▶ _Texto extraído_
-=-=-=-=-

Chile, 11 de septiembre de 1973
Poco antes de la primavera, era una agradable mañana, un día de trabajo en Santiago. Como de costumbre, el autobús que pasaba por mi apartamento estaba lleno hasta las agallas, pero hoy se sobrepasó. Algunos de los pasajeros más audaces iban parados sobre el parachoques, sosteniéndose con los brazos tendidos como águilas. Parecía que la huelga de camioneros y propietarios de autobuses en protesta a las políticas del presidente socialista Salvador Allende había hecho que mi viaje al centro de la ciudad empeorara aún más.

-=-=-=-=-

▶ _Entradas_

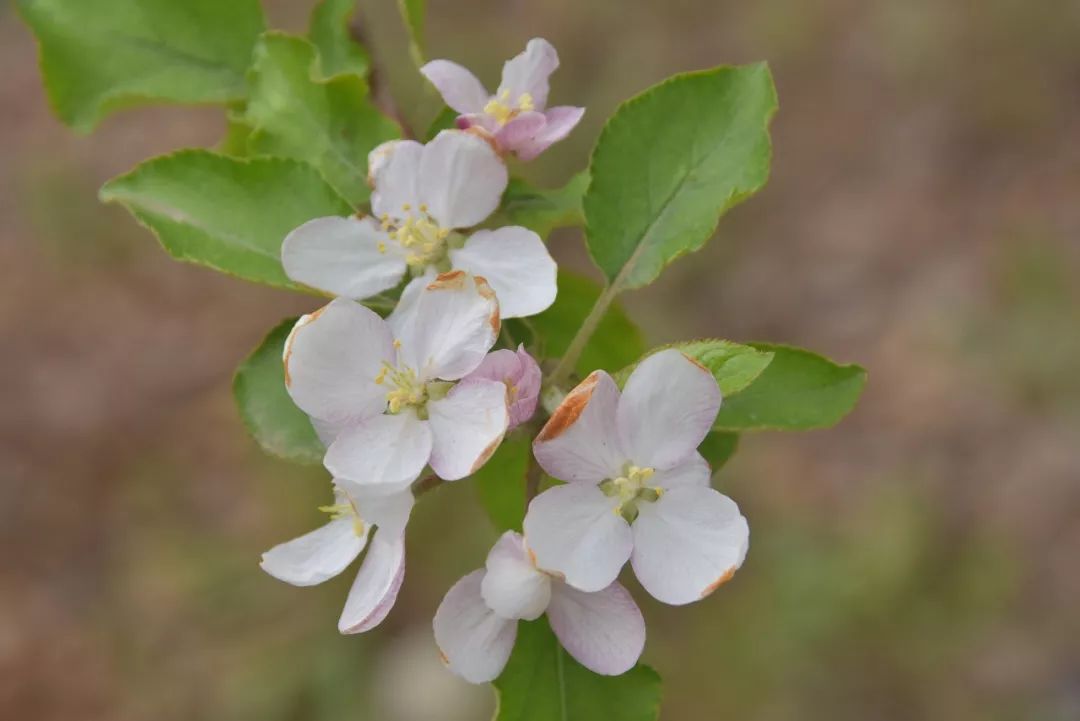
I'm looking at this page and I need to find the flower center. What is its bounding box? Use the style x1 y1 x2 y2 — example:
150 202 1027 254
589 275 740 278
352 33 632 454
484 90 536 125
599 463 664 523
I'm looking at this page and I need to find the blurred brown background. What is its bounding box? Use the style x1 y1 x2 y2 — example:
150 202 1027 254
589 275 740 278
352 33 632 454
0 0 1080 721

-=-=-=-=-

▶ _Problema_
Copie literalmente el pasaje del texto extraído que empieza con "Chile, 11 de" y sigue hasta "empeorara aún más.". El listado procede de una fuente distinta.

▶ _Respuesta del ejercicio_
Chile, 11 de septiembre de 1973
Poco antes de la primavera, era una agradable mañana, un día de trabajo en Santiago. Como de costumbre, el autobús que pasaba por mi apartamento estaba lleno hasta las agallas, pero hoy se sobrepasó. Algunos de los pasajeros más audaces iban parados sobre el parachoques, sosteniéndose con los brazos tendidos como águilas. Parecía que la huelga de camioneros y propietarios de autobuses en protesta a las políticas del presidente socialista Salvador Allende había hecho que mi viaje al centro de la ciudad empeorara aún más.